Document extract:
= = = = = = =

Andrew Wakefield falsely linked the MMR vaccine with autism 22 years ago and the repercussions are still being felt today.
Journalist Brian Deer has been investigating the scandal since 2003. His new book is called The Doctor Who Fooled the World: Science, Deception, and the War on Vaccines.
Listen to the full interview with Brian Deer
Banned from medicine, thanks to Deer's discoveries, Wakefield fled to the United States to and is now busy on the US anti-vaccine circuit.
Wakefield was an unknown researcher in the 1990s looking at a possible link between measles and Crohn’s disease, Deer told Jesse Mulligan.
That idea didn’t go very far as measles was declining because of vaccination and yet Crohn’s disease was increasing.
“So, he shifted over to measles vaccines and started to argue that measles vaccine caused Crohn’s disease.”
Wakefield was then approached by a firm of lawyers.
“They invited him to move from bowel disease, which was his interest, to brain damage which was their interest.”
They wanted to start a law suit against the manufacturers of the MMR (measles, mumps rubella) vaccine claiming it caused autism.
“They invited him to become essentially their employee and he set about researching for this law firm to make a case that the MMR vaccine caused autism,” Deer says.
This culminated in a research paper that was published in British medical journal The Lancet in 1998.
The paper concerned a group of 12 children brought to a bowel clinic in the UK.
“He made claims about children whose parents brought them to a bowel clinic in a hospital and said that these parents had conveyed to him the information that their children had been perfectly normal, had received the MMR vaccine, and 14 days later they were showing the first signs of autism,” Deer says.
Deer was stated looking into the research in 2003 and interviewed a mother of one of the children in the study.
“I asked her in great detail what happened to her child and the story she told me simply couldn’t be reconciled with anything contained in the Wakefield Lancet paper.
“And that discrepancy set me off looking for an explanation about what was going on.”
He then uncovered Wakefield’s “cosy” relationship with the group of lawyers.
“It was very cosy indeed, he’d been retained two years before the paper was published in The Lancet, he’d been hired by this firm of lawyers, he’d agreed to work for them for a very substantial sum of money
“He was being paid hourly rates to make a case against the MMR vaccine to get a law suit going.”
This relationship had never been reported before, he says.
“He’d never told The Lancet about it, they knew nothing about it, his co-authors didn’t know he had this deal.”

= = = = = = =

Referring expression data:
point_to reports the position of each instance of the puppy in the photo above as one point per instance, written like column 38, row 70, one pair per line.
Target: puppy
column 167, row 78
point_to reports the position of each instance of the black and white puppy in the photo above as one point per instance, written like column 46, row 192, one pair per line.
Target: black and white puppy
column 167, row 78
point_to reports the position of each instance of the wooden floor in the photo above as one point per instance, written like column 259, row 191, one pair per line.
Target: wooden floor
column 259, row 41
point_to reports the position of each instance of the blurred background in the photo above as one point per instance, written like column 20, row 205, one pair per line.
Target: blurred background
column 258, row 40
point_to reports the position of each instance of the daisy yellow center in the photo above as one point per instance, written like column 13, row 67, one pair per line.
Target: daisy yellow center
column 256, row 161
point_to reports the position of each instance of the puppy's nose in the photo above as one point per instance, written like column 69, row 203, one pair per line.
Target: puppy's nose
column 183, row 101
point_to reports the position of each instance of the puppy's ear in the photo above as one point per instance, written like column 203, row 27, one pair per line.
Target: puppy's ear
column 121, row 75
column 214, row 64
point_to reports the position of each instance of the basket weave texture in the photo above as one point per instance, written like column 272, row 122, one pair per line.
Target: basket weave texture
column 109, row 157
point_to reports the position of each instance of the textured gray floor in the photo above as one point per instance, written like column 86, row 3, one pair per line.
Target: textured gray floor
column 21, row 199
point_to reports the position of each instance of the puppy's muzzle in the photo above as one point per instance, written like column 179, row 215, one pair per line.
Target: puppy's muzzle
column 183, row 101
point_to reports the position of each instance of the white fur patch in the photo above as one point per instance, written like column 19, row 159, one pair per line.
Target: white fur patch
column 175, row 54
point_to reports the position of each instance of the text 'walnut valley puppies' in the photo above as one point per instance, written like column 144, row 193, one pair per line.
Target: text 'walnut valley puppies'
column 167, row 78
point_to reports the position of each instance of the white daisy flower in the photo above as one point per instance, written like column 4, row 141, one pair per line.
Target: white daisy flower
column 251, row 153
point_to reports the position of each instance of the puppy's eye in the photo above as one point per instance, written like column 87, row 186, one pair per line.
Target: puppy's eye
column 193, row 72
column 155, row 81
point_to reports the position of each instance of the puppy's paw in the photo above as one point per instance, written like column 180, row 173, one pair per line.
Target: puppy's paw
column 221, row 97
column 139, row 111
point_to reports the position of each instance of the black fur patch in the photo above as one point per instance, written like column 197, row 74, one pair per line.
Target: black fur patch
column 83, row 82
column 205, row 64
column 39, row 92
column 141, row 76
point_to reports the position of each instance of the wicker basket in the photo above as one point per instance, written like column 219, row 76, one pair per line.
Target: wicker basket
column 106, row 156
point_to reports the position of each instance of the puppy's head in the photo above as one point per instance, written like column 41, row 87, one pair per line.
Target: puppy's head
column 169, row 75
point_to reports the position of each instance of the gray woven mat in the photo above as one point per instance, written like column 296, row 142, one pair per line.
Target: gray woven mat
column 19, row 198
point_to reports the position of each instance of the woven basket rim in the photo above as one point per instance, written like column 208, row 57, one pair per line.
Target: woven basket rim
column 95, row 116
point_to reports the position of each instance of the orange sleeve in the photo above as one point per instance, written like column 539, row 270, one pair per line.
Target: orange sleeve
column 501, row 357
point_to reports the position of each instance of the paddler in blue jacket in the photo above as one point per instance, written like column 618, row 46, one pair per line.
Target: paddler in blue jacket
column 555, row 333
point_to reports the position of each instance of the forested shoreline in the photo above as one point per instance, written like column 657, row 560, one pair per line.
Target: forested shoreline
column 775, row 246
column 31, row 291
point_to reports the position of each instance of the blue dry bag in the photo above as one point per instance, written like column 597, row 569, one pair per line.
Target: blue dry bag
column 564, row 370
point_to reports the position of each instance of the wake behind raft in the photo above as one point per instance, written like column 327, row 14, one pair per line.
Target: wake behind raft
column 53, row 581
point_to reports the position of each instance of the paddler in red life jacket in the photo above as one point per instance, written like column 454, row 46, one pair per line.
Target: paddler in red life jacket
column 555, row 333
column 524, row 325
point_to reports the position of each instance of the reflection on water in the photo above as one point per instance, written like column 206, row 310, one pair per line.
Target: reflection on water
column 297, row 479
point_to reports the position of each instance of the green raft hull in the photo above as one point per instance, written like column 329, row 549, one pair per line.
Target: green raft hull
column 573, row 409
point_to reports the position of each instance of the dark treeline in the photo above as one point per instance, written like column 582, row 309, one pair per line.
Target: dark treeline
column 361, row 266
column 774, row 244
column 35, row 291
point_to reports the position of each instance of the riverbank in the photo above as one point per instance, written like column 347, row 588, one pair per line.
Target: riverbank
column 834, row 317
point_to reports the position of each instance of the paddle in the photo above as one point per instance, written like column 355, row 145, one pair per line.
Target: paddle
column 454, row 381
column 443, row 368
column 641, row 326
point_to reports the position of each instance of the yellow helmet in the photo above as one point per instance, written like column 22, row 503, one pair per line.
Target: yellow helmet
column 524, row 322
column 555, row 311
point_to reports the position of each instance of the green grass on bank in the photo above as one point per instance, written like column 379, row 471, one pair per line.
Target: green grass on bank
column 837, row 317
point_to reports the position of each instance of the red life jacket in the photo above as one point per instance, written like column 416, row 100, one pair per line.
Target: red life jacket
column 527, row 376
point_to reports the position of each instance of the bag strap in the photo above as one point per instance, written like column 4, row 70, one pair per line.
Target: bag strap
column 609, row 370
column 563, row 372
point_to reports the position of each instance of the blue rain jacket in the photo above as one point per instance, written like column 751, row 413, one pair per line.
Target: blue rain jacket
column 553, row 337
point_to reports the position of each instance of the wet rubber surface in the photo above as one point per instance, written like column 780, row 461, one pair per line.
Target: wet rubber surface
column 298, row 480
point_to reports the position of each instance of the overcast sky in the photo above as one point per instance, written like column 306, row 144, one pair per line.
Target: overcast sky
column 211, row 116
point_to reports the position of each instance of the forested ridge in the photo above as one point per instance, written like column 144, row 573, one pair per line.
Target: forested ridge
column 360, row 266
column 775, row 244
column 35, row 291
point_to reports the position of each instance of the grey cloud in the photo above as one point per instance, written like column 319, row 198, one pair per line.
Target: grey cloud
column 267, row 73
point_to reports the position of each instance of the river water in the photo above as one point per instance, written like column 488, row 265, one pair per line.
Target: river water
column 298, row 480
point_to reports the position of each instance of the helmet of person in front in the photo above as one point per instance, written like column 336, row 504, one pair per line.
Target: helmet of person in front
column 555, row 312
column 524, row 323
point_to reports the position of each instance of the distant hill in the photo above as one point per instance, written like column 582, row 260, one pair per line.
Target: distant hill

= = = = = = =

Task brief:
Continue the article about Brian Deer's investigation of Andrew Wakefield, picking up after its final sentence.

Task response:
Further probing into Wakefield’s research was like peeling the layers of an onion, Deer says.
“He’d also taken out a patent eight months before the launch of that paper on his own single measles vaccine.
“He was arguing publicly that parents should turn down the 3-in-1 measles, mumps and rubella vaccine and ask for single vaccines.”
Later Deer discovered Wakefield had altered the histories, symptoms and diagnoses of the children contained in his paper to create the appearance of a new syndrome allowing the law firm that paid him to take forward litigation.
That class action was launched in October 1998 and ran until 2003, when it collapsed at a final cost on both sides of $US100 million, he says.
But the damage was done and the scare over MMR continues to this day.
His research is now entirely discredited, The Lancet has withdrawn the paper and Wakefield may no longer practise medicine in the UK, but Deer remains concerned about the integrity of published research generally.
“This could be happening here and now and anywhere because of the way that anonymised scientific research is brought forward.
“The journals and the experts talk about peer review, which is an extremely flawed system.
“People think a peer review is a test of truth, but it is not ,it is just a test of superficial plausibility.”
Wakefield has never apologised for or retracted his discredited research.
“He just couldn’t do it, it simply wasn’t in his nature, he’s simply unable to recognise that if you’re doing what he did that was firstly a profound conflict of interest and that conflict of interest lead him to cross the line into what the BMJ editors commenting on my piece described as fraud.”
Now Wakefield is a full time anti-vaccine campaigner.
“He’s very much one of the engines now of this anti-vaccine movement and it all begins in deceit.”